WHAT IS NEEDED >>
Beginning at the line that contains "Target: woman's hand" and ending at the last line of the entries, write out each line exactly; include nothing outside that span.

>>

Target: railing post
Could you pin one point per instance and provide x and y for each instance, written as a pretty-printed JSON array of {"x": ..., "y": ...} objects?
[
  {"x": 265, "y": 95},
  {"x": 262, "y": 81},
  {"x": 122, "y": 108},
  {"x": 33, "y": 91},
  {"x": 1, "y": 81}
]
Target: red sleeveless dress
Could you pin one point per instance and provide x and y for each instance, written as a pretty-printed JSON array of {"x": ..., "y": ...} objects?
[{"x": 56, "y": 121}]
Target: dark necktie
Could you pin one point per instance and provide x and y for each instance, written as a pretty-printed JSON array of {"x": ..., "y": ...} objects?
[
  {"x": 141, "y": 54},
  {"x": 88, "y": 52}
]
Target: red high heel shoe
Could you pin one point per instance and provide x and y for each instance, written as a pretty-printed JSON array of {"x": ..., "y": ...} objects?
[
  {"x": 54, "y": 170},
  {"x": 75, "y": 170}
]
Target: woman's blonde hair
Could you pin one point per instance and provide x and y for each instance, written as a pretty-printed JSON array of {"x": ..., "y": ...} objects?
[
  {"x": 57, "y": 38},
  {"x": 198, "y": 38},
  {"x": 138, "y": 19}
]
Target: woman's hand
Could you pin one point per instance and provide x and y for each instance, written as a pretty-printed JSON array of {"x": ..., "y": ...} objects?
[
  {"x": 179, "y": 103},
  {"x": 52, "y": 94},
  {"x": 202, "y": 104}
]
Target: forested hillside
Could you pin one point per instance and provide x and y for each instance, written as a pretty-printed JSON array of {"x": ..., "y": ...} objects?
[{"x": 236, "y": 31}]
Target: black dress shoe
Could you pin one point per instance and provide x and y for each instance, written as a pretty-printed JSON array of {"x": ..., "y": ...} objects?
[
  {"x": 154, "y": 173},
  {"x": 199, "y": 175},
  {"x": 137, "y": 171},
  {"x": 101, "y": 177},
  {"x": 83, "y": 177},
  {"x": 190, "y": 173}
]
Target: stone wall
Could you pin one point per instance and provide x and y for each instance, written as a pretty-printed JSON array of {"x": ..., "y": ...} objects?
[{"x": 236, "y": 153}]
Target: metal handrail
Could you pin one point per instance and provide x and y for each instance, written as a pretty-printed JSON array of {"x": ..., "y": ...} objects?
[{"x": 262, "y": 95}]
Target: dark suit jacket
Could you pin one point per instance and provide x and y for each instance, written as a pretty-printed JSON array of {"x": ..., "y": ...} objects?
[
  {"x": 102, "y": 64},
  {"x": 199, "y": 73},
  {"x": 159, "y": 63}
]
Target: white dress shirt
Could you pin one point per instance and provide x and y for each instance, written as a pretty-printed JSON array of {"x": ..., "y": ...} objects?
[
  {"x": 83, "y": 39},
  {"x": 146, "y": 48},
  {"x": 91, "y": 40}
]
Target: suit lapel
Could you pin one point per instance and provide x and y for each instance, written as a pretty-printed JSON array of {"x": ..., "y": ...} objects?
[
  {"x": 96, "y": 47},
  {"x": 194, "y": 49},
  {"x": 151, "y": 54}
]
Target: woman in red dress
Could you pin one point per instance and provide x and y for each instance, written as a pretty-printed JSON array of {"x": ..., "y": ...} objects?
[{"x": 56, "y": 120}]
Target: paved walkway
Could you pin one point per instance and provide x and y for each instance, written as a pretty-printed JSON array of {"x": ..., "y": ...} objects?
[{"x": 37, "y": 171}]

<<

RESULT OF THE EXERCISE >>
Target: woman's hand
Could you pin one point per instance and provide x and y for each instance, written as a pretty-printed JSON array of {"x": ..., "y": ...} objects?
[
  {"x": 179, "y": 103},
  {"x": 52, "y": 94},
  {"x": 202, "y": 104}
]
Target: forested hillside
Could you pin one point per instance and provide x and y for each instance, written as a pretty-printed JSON array of {"x": ..., "y": ...} objects?
[{"x": 236, "y": 31}]
Target: black dress shoe
Could you pin one point per instance and provide x and y for each instance, written as a pretty-printed JSON array of {"x": ..., "y": ...} objects?
[
  {"x": 154, "y": 173},
  {"x": 199, "y": 175},
  {"x": 137, "y": 171},
  {"x": 101, "y": 177},
  {"x": 83, "y": 177},
  {"x": 190, "y": 173}
]
Target: stone wall
Could you pin one point per instance and provide x and y for each instance, written as a pretty-printed JSON array of {"x": ..., "y": ...} objects?
[{"x": 236, "y": 153}]
Target: metal handrail
Could you pin one point per instance and provide x and y for each instance, written as a pretty-printed JSON array of {"x": ..., "y": ...} objects?
[{"x": 262, "y": 95}]
Target: dark suit jacket
Could you pin one point per instance and provide x and y for each instance, written as a pretty-printed JSON array of {"x": ..., "y": ...} objects?
[
  {"x": 102, "y": 64},
  {"x": 199, "y": 73},
  {"x": 159, "y": 63}
]
Target: white dress shirt
Could you pin one point per instance and provide x and y for each instance, written as a pretty-printed JSON array of {"x": ..., "y": ...} objects?
[
  {"x": 83, "y": 39},
  {"x": 146, "y": 48},
  {"x": 91, "y": 40}
]
Target: suit lapel
Could you pin one point per instance and provide x and y for each instance, written as a pretty-printed JSON array of {"x": ..., "y": ...} objects?
[
  {"x": 96, "y": 47},
  {"x": 194, "y": 49},
  {"x": 151, "y": 54}
]
Target: woman in red dress
Could you pin one point per instance and provide x and y for each instance, written as a pretty-printed JSON array of {"x": ..., "y": ...} objects?
[{"x": 56, "y": 120}]
Target: paved walkway
Could you pin one point per instance and provide x and y for each instance, written as a pretty-printed JSON array of {"x": ..., "y": ...} objects?
[{"x": 37, "y": 171}]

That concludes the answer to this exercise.